--- start of DATA FOR PROCESSING ---
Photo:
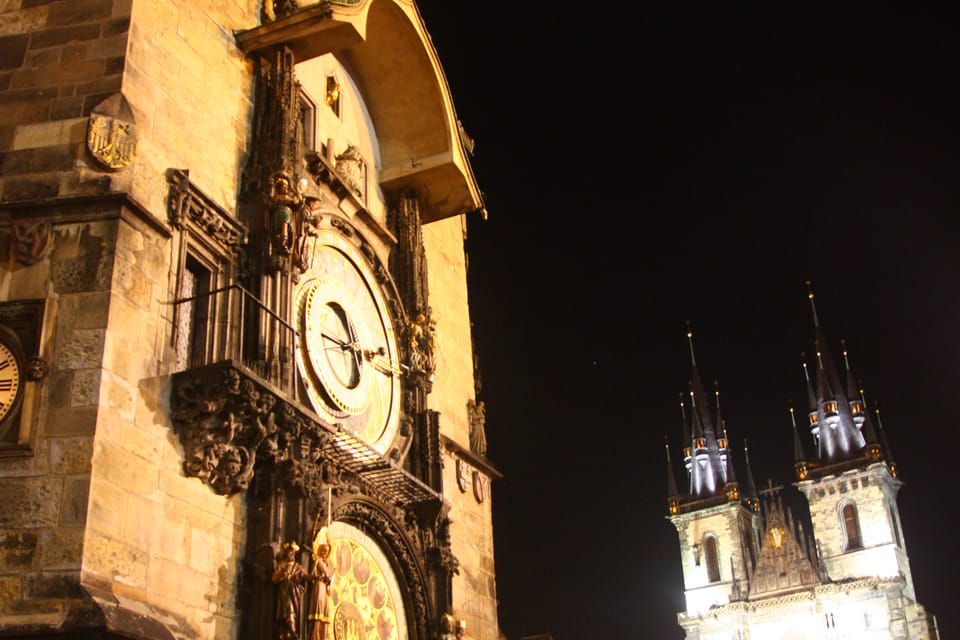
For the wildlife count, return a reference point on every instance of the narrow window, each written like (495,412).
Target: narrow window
(851,526)
(308,129)
(192,314)
(332,97)
(896,527)
(713,560)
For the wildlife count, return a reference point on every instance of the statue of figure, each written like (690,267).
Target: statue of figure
(423,343)
(322,576)
(285,200)
(447,627)
(291,578)
(478,435)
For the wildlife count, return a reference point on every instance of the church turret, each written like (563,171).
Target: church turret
(710,451)
(672,492)
(799,456)
(836,432)
(716,524)
(750,493)
(850,489)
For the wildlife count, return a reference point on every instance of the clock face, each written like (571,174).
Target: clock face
(347,351)
(11,379)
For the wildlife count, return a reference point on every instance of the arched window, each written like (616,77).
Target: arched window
(851,526)
(712,557)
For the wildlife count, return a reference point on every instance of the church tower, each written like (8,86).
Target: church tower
(753,570)
(851,480)
(238,389)
(715,520)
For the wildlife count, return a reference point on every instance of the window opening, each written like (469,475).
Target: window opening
(192,314)
(713,560)
(851,526)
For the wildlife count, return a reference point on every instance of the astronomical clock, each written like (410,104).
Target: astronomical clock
(319,416)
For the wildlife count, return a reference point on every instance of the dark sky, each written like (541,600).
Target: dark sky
(644,169)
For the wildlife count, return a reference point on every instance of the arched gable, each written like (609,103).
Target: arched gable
(388,51)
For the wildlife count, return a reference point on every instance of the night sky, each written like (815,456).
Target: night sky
(644,169)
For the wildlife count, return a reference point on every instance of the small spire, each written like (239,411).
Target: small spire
(813,306)
(672,491)
(883,439)
(751,485)
(685,433)
(851,386)
(811,396)
(869,435)
(799,456)
(720,422)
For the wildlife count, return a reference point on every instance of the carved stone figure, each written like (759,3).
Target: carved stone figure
(319,615)
(284,201)
(291,580)
(478,435)
(423,343)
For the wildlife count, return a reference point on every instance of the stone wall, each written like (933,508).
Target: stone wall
(873,492)
(58,60)
(474,589)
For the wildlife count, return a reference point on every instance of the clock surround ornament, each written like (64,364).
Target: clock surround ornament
(347,352)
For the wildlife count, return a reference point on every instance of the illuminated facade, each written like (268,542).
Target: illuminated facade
(751,570)
(237,379)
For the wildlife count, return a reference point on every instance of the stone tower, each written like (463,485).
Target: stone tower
(843,574)
(715,521)
(237,392)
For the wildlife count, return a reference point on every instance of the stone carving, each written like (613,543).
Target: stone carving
(276,9)
(422,344)
(352,170)
(112,133)
(394,539)
(291,580)
(222,429)
(190,207)
(31,240)
(478,436)
(291,225)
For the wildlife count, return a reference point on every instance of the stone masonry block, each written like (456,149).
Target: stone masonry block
(30,502)
(61,548)
(85,388)
(36,135)
(10,588)
(112,560)
(70,456)
(30,187)
(81,349)
(76,494)
(63,35)
(13,49)
(122,468)
(78,11)
(53,585)
(108,503)
(18,551)
(71,421)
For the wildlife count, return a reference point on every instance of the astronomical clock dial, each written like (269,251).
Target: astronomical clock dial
(366,600)
(347,353)
(11,376)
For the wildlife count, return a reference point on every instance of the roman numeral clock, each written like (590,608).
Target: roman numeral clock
(12,369)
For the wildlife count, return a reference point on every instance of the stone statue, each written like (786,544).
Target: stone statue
(285,199)
(319,616)
(478,435)
(291,580)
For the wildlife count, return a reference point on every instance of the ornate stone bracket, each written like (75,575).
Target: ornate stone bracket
(230,421)
(191,209)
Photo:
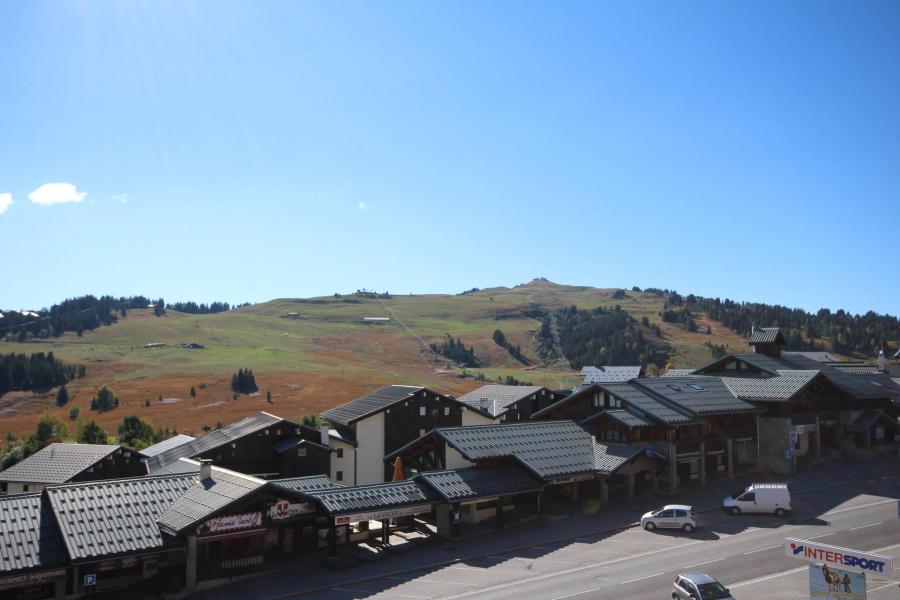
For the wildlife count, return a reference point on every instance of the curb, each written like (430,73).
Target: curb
(445,563)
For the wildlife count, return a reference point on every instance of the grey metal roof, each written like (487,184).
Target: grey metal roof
(58,463)
(549,449)
(496,399)
(214,439)
(470,483)
(866,420)
(378,496)
(639,398)
(29,538)
(377,401)
(310,483)
(172,442)
(206,497)
(709,396)
(609,374)
(767,335)
(102,519)
(782,387)
(629,419)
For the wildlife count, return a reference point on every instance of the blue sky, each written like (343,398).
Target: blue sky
(243,151)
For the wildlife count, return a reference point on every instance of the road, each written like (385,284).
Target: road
(744,552)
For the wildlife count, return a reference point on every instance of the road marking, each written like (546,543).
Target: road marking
(641,578)
(509,584)
(864,526)
(705,563)
(858,506)
(578,593)
(762,549)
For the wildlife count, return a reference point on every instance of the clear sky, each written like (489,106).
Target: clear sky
(243,151)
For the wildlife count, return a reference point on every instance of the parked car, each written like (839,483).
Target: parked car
(671,516)
(699,586)
(768,498)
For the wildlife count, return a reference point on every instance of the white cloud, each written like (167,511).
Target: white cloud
(56,193)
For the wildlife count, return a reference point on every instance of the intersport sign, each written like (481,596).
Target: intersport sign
(837,557)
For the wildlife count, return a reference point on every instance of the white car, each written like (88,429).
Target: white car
(670,516)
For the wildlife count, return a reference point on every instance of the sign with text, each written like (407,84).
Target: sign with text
(836,584)
(383,514)
(231,523)
(285,510)
(839,558)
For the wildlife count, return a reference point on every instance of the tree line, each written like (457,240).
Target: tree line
(604,336)
(456,351)
(861,335)
(38,372)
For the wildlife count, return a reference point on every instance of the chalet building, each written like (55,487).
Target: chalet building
(697,426)
(496,403)
(531,462)
(812,406)
(364,430)
(263,445)
(63,463)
--- end of DATA FOR PROCESSING ---
Without the pictures, repeat all the records word for word.

Photo:
For the wildlife count, return a reference point on every instance of the narrow window, each written like (495,412).
Target: narrow window
(851,526)
(308,129)
(192,314)
(332,97)
(896,527)
(713,560)
For the wildlife count, return a reference point on every instance of the statue of figure, each written like (690,267).
Target: statue of figure
(423,343)
(322,576)
(285,200)
(447,627)
(291,578)
(478,435)
For the wildlife count, return a reference point on every instance of the church turret, each written like (563,171).
Target: church turret
(710,451)
(672,492)
(799,456)
(836,432)
(716,524)
(750,493)
(850,489)
For the wildlife count, return a reference point on every instance of the clock face, each written like (571,174).
Target: clock face
(347,351)
(11,379)
For the wildlife count, return a reference point on every instance of the arched window, each written like (616,77).
Target: arched window
(851,526)
(712,557)
For the wildlife count, return a reference point on every instance of the church tower, each written like (8,86).
Target: church tower
(753,570)
(851,480)
(238,389)
(715,520)
For the wildlife count, return a reference point on every instance of the window opening, each written like (469,475).
Target: window opening
(192,314)
(713,560)
(851,526)
For the wildlife count, return a reference point on every instance of the astronomical clock, each written like (410,104).
Target: astronomical clock
(319,416)
For the wildlife count, return a reference point on every instance of the dark sky, each written like (541,600).
Target: dark sky
(644,169)
For the wildlife count, return a reference point on every instance of the arched gable, each written like (609,103).
Target: arched gable
(388,51)
For the wildlife count, return a reference point on every instance of the night sky, each written like (815,456).
Target: night sky
(644,169)
For the wildlife count, return a reference point on every instance of the small spire, each written like (239,411).
Target: small spire
(813,306)
(672,491)
(883,439)
(751,485)
(685,433)
(851,386)
(811,396)
(869,435)
(799,456)
(720,422)
For the wildlife count, return a reference point on every instance of the carved stone figure, each written like (759,3).
Target: carved stone figure
(319,615)
(284,201)
(291,580)
(478,435)
(423,343)
For the wildlife count, return a reference point on every instance of the stone wall, each written like (933,508).
Target: stone wall
(873,492)
(58,60)
(474,589)
For the wildlife count, return a reference point on every instance of the clock surround ornament, each written like (64,364).
Target: clock surround ornament
(347,352)
For the wildlife count, return a reference point on every instance of the illuminated facade, each written like (268,542).
Target: illuminated facade
(751,570)
(237,379)
For the wildlife count, return a reference point on every instance of the stone tower, each written like (463,485).
Target: stone tower
(843,574)
(715,521)
(237,392)
For the wildlife count, return a reference point on every instance of the stone carving, each written like (613,543).
Target: stone carving
(276,9)
(422,344)
(352,170)
(112,133)
(394,539)
(291,580)
(222,429)
(190,207)
(31,240)
(478,436)
(291,225)
For the wildlife count, return a reference point on every instance of the stone masonry block, each written like (456,149).
Target: stone masonry block
(30,502)
(61,548)
(85,388)
(36,135)
(10,588)
(112,560)
(70,456)
(30,187)
(81,349)
(76,494)
(63,35)
(13,49)
(122,468)
(78,11)
(53,585)
(108,503)
(18,551)
(71,421)
For the wildlife count, return a reference point on every instance of the astronomical clock dial, each written like (269,251).
Target: astronomical clock dial
(366,600)
(347,353)
(11,376)
For the wildlife count, return a reference point on every instance of the roman numeral clock, each written like (590,608).
Target: roman numeral clock
(12,369)
For the wildlife count, return a reference point on every instance of the stone statue, each written like (786,544).
Target: stone statue
(285,199)
(319,616)
(478,435)
(291,580)
For the wildlife count, return a reference point on every instance of the ornate stone bracket, each written like (75,575).
Target: ornate stone bracket
(230,421)
(191,209)
Photo:
For the wildlife count, return a reference point on every instance of the curb, each written like (430,73).
Target: curb
(445,563)
For the wildlife count, return a reference point on every instance of the grey metal roof, each written like (487,184).
Target: grey metal roof
(58,463)
(549,449)
(496,399)
(214,439)
(470,483)
(866,420)
(378,496)
(639,398)
(29,538)
(377,401)
(310,483)
(172,442)
(206,497)
(709,396)
(609,374)
(767,335)
(102,519)
(782,387)
(629,419)
For the wildlife count, return a reference point on every instance of the blue sky, each written like (343,398).
Target: blue sky
(243,151)
For the wildlife count, return a reference point on every instance of the road, each written like (385,284).
Target: road
(744,552)
For the wildlife count, return a reference point on every instance of the road marking, each written like (546,543).
Target: road marking
(641,578)
(509,584)
(864,526)
(705,563)
(858,506)
(578,593)
(762,549)
For the wildlife count, return a reference point on every instance of the clear sky, each written like (489,106).
Target: clear sky
(243,151)
For the wildlife count, return a reference point on every instance of the parked car, each written like (839,483).
Target: parked car
(671,516)
(699,586)
(768,498)
For the wildlife count, return a reference point on every instance of the white cloud, each written like (167,511).
Target: white cloud
(56,193)
For the wildlife count, return a reference point on every instance of the intersport sign, each written like (481,596).
Target: intersport sign
(837,557)
For the wildlife count, return a reference point on every instance of the white car, each written like (88,429).
Target: white car
(670,516)
For the wildlife count, return a reference point on every instance of the sign with text, each written like (407,84).
Target: sign with text
(836,584)
(383,514)
(231,523)
(285,510)
(839,558)
For the wildlife count, return a reference point on every instance of the tree line, each written like (457,240).
Target: tree line
(604,336)
(456,351)
(861,335)
(38,372)
For the wildlife count, return a reference point on every instance of the chalet building, each written like (55,487).
Target: chalet building
(697,426)
(496,403)
(531,462)
(812,406)
(364,430)
(263,445)
(63,463)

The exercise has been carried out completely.